SOURCE DOCUMENT:
_ _ _ _

By any measure, Alzheimer’s disease is simply dreadful. This fatal neurological disorder robs its victims of their memories, minds and lives.

It’s also very expensive. The cost to treat and care for those suffering from Alzheimer’s disease is expected to top $1.1 trillion a year by 2050, according to some estimates.

Chances are pretty good that Alzheimer’s has affected you both professionally and personally. To be sure, many skilled care operators do make money off of Alzheimer’s. Still, I’m willing to bet most would gladly forego such “business” in exchange for an Alzheimer’s cure.

But that day seems far away. The few medications that are available can only help slow disease progression. Many studies are now underway in an effort to better understand, treat and ultimately cure the disease, but we remain largely in the dark. Frankly, our best hope probably lies in the form of increased research funding.

And here the news just got better. The Senate Labor, Health and Human Services and Related Agencies subcommittee passed a fiscal 2017 bill that increases funding for such research by $400 million, or a whopping $1.39 billion in all. Even by Washington standards, that’s a lot.

The increase will fuel efforts to help find a cure, notes, Charles J. Fuschillo Jr., who is president and CEO of the Alzheimer’s Foundation of America.

“This is a positive step in the right direction; however, much more needs to be invested if we are to achieve the goal of the National Alzheimer’s Plan — to find a cure or meaningful treatment for this devastating illness by 2025,” he adds.

By 2025? I certainly endorse efforts to put a goal toward such progress. But as we’ve seen time and time again, medical challenges can be remarkably resilient.

Consider, it was 1971 when President Richard Nixon declared a “war on cancer.” More than four decades later, we’re not exactly ready to claim victory. Telethons requesting funds for muscular dystrophy have been a Labor Day Weekend staple since 1966. Despite raising more than $2 billion over the years, there is still no cure in sight.

That is by no means to suggest efforts here and elsewhere are not warranted. They are. Every dollar and every study is a potential game changer.

But as difficult and frustrating as it can be, we must also invest in patience. Enthusiastic rhetoric and arbitrary finish lines may give us hope. But neither has cured a disease.

_ _ _ _

Saved entries:
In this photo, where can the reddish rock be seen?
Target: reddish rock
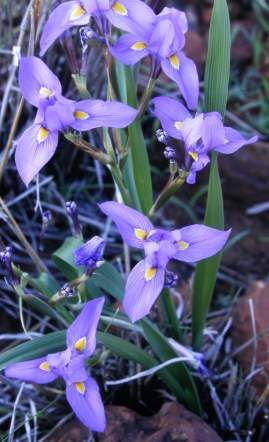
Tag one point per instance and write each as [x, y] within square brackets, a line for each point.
[243, 331]
[172, 424]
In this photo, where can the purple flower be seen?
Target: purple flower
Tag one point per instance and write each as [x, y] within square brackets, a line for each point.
[90, 254]
[163, 39]
[57, 114]
[121, 13]
[82, 391]
[201, 134]
[148, 277]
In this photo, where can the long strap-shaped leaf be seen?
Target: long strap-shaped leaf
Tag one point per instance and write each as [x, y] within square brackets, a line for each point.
[216, 95]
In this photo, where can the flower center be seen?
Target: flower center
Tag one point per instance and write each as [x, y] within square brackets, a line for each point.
[80, 345]
[80, 115]
[80, 386]
[174, 60]
[150, 273]
[119, 8]
[139, 46]
[44, 366]
[42, 134]
[77, 12]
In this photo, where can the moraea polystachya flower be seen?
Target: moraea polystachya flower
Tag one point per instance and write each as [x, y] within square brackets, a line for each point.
[202, 134]
[82, 391]
[148, 277]
[57, 114]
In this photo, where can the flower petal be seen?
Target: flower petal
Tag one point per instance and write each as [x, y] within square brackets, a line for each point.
[200, 242]
[81, 335]
[129, 49]
[37, 371]
[141, 294]
[62, 18]
[185, 76]
[234, 141]
[37, 82]
[88, 406]
[132, 16]
[171, 114]
[132, 225]
[31, 155]
[90, 114]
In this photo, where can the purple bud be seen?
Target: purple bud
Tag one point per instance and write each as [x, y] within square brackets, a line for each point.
[72, 211]
[90, 255]
[170, 280]
[162, 136]
[170, 153]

_ _ _ _

APPLY WHAT YOU READ:
A - According to the Alzheimer's funding article, by how much does the Senate subcommittee's fiscal 2017 bill increase funding for Alzheimer's research?
B - Say whether each statement agrees with the Alzheimer's funding article, and back each yes or no with the deciding words quoted from it. (i) The Senate subcommittee's bill brings Alzheimer's research funding to $1.39 billion in all. (ii) President Richard Nixon declared a "war on cancer" in 1966. (iii) Muscular dystrophy telethons have raised more than $2 billion.
C - Reproduce the stretch of the Alzheimer's funding article from "But that day" through "increased research funding." word for word.

SOLVED TASKS:
A - By $400 million, bringing it to $1.39 billion in all.

B -
(i) Yes: "increases funding for such research by $400 million, or a whopping $1.39 billion in all."
(ii) No: "it was 1971 when President Richard Nixon declared a “war on cancer.”"
(iii) Yes: "Despite raising more than $2 billion over the years, there is still no cure in sight."

C -
But that day seems far away. The few medications that are available can only help slow disease progression. Many studies are now underway in an effort to better understand, treat and ultimately cure the disease, but we remain largely in the dark. Frankly, our best hope probably lies in the form of increased research funding.